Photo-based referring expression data
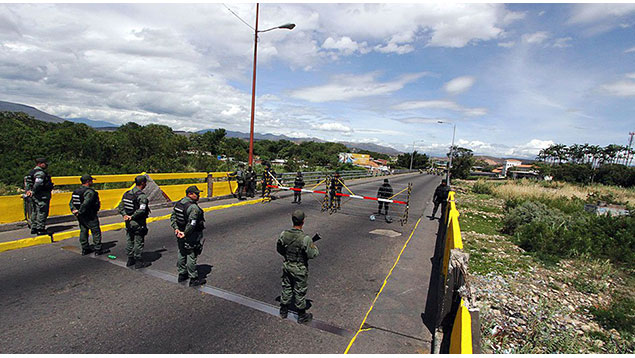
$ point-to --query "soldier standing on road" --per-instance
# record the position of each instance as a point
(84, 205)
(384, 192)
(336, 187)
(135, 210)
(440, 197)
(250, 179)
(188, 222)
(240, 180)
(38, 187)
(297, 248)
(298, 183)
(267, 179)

> [EXERCISE DIRECTIONS]
Take each line from the records and copy it unchanged, leaving images out.

> [WRITTEN RESPONSE]
$ point-to --query "soldier standing on road" --per-instance
# record the position of each instance as a point
(84, 205)
(384, 192)
(336, 187)
(135, 210)
(440, 197)
(250, 179)
(188, 222)
(240, 180)
(38, 187)
(297, 248)
(298, 183)
(267, 179)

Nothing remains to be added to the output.